■ PROBLEM DETAILS:
Show every line in the entries below where the word "query" appears.

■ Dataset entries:
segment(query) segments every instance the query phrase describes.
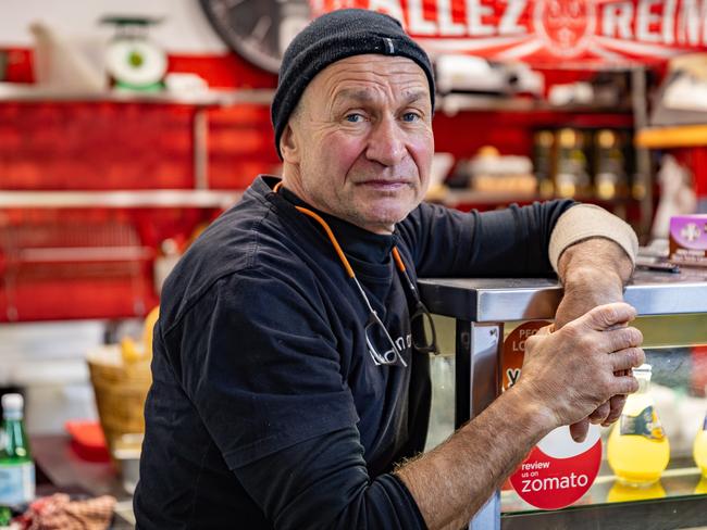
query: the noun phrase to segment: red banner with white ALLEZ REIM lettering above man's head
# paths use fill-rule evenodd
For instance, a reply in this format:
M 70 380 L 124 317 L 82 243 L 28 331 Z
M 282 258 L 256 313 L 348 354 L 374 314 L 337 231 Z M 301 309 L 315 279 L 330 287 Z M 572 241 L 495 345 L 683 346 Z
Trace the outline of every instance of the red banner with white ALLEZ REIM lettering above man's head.
M 707 49 L 707 0 L 310 0 L 398 18 L 432 55 L 532 64 L 656 63 Z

■ ANSWER FOR THIS EXERCISE:
segment(query) segments every instance the query phrase describes.
query: the noun phrase to segment: red banner with white ALLEZ REIM lettering above man's head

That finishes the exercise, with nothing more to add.